» **Exercise requirements**
Reproduce word for word every line from the one containing "Could you point to the white house" up to and including the last line of the items.

** BEGIN **

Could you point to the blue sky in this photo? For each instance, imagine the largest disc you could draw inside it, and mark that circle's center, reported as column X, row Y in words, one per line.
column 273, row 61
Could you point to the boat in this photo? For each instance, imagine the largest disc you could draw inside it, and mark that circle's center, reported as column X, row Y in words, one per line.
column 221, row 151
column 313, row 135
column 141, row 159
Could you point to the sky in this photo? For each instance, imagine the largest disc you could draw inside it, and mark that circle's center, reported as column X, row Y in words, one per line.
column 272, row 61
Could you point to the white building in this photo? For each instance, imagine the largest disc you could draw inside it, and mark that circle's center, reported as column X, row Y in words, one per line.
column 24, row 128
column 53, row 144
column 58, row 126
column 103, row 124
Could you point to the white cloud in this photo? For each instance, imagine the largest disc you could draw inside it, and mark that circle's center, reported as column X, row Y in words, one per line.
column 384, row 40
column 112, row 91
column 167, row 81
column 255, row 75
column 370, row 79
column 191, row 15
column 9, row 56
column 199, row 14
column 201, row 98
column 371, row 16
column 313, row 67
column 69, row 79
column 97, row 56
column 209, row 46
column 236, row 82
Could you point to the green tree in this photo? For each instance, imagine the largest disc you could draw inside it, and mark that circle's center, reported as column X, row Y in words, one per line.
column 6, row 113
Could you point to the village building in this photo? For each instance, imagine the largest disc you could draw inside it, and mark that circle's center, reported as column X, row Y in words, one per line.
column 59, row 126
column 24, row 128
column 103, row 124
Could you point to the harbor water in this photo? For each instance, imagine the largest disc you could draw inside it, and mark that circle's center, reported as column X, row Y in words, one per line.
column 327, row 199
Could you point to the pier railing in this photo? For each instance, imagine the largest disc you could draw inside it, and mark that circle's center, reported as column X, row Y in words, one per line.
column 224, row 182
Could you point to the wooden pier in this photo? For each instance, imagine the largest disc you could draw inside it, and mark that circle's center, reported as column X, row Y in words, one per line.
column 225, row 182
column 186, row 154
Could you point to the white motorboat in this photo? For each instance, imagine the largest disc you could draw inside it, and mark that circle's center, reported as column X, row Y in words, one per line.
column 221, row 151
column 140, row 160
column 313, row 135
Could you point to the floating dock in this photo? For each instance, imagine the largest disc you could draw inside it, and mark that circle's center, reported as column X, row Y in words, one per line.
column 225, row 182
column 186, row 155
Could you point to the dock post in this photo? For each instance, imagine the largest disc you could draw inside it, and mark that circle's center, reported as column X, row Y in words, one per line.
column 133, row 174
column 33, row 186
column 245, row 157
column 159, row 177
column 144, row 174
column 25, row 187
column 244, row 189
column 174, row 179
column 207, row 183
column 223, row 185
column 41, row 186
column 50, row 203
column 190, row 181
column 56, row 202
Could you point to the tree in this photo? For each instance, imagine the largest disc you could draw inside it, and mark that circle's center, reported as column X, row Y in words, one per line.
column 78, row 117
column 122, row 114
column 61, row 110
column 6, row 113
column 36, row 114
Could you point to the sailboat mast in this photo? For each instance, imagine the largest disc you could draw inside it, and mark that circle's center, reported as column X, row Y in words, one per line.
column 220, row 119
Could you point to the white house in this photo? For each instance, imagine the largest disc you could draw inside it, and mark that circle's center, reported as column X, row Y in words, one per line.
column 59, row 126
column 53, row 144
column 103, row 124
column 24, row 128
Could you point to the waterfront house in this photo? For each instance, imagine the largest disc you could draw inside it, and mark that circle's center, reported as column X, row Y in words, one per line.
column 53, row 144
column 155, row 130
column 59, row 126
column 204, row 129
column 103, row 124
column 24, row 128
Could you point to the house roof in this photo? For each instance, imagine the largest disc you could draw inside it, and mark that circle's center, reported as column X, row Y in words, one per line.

** END **

» **Task solution**
Could you point to the white house in this photo? For each instance, imagine the largest disc you could draw inside it, and mark that circle's center, reported as column X, row Y in words, one per line.
column 59, row 126
column 53, row 144
column 103, row 124
column 24, row 128
Could you point to the waterfront house in this photo? For each instance, imagine the largest disc you could draw inside it, and mark that circle's center, reported as column X, row Y in words, one per line.
column 53, row 144
column 155, row 130
column 59, row 126
column 204, row 129
column 103, row 124
column 24, row 128
Could you point to the house roof in this photo? For each instance, imagine the largest disc you could draw inside it, and mark that circle's center, reported as column X, row Y in words, one per line.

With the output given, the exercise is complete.